What needs to be done: Your task is to give the data again, exactly, with every line intact.

Source data:
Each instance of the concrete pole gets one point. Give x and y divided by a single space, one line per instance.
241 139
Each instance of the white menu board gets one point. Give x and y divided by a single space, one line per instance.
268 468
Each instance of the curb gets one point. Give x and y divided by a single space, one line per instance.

Response box:
Each instance of the concrete pole gets one point. Give x and y divided by a single space, one line per instance.
241 139
Each instance of the white menu board gets one point. Give x and y divided by a single space, one line per instance.
268 468
Each instance of the curb gets one point. Give x and y divided by a single space, one line per instance.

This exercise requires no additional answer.